- _What the task asks_:
Extract, from the records beneath this instruction, each line that contains the word "mountain".

- _Data provided_:
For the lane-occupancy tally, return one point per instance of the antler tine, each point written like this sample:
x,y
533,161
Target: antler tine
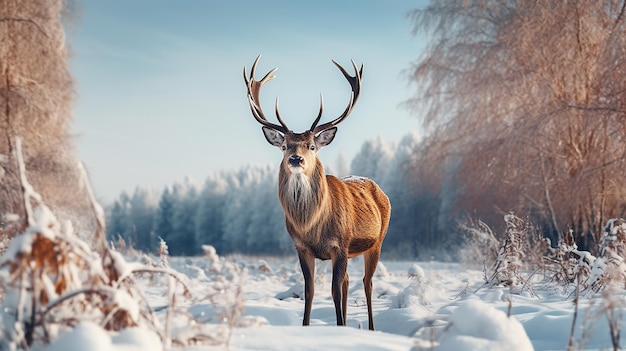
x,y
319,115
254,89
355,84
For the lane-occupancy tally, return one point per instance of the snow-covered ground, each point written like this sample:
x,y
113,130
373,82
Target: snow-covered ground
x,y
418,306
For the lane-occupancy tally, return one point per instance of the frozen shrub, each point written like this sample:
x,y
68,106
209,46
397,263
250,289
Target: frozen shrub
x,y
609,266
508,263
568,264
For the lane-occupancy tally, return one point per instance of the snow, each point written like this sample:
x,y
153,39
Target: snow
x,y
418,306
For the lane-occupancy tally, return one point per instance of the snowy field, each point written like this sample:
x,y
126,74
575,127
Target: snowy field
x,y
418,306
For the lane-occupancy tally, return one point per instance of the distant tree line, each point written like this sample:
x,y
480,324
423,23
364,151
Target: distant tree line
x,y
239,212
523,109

* * *

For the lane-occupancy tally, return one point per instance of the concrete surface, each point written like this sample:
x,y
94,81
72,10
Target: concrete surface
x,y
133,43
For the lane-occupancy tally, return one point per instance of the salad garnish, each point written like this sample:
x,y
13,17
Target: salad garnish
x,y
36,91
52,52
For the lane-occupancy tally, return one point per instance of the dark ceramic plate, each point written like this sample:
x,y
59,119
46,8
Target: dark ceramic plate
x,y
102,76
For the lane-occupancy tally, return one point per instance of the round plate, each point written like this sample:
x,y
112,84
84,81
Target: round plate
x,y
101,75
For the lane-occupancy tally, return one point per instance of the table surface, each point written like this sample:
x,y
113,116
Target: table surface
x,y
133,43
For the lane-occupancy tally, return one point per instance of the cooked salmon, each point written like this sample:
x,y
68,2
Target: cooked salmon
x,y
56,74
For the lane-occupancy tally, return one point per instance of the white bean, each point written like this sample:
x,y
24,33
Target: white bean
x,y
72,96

==

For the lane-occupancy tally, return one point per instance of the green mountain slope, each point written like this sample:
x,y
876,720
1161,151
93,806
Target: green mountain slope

- _Completed exercise_:
For the lane-occupancy tally, return one point per instance of the green mountain slope, each point written like this sample:
Target: green mountain slope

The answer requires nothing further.